• DATA PROVIDED:
▬▬▬▬▬▬▬▬▬▬
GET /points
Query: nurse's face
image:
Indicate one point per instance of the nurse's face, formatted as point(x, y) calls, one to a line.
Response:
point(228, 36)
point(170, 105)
▬▬▬▬▬▬▬▬▬▬
• GOAL:
Arrange every line of the material above as a Markdown table with two columns, Row and Text: Row holds the row number, and Text holds the line. Leave out blank lines.

• CORRECT RESPONSE:
| Row | Text |
|---|---|
| 1 | GET /points |
| 2 | Query: nurse's face |
| 3 | image: |
| 4 | Indicate one point per instance of the nurse's face, formatted as point(x, y) calls, one to a line. |
| 5 | Response: |
| 6 | point(228, 36) |
| 7 | point(170, 105) |